**Exercise input**

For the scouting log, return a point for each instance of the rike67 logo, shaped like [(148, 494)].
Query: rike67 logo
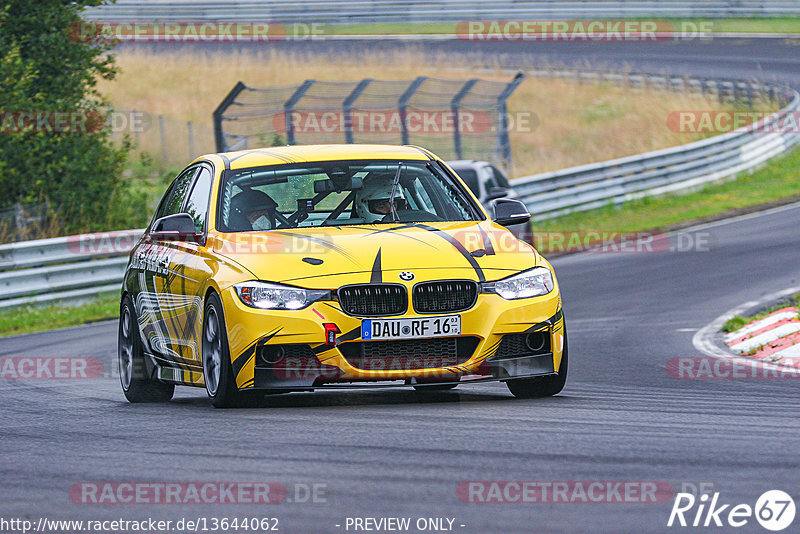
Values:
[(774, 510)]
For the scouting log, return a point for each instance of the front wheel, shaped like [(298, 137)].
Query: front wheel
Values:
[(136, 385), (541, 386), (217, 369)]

--

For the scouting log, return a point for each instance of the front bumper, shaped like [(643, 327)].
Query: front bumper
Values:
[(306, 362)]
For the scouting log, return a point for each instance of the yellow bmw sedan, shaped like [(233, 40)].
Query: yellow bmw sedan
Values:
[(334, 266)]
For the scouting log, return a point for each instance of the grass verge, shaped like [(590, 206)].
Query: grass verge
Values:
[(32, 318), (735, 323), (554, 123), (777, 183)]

**What the task asks**
Give back exactly the lines of the listing above from the one that contains "like [(148, 494)]." up to and including the one that contains "like [(298, 137)].", but not the pictures, and no other lines.

**Task response**
For the scouting log, return a point for each instance of the rike67 logo, shaped like [(148, 494)].
Query: rike67 logo
Values:
[(774, 510)]
For the scouting log, return a point for each instance of the front wheel, shaped like [(298, 137)].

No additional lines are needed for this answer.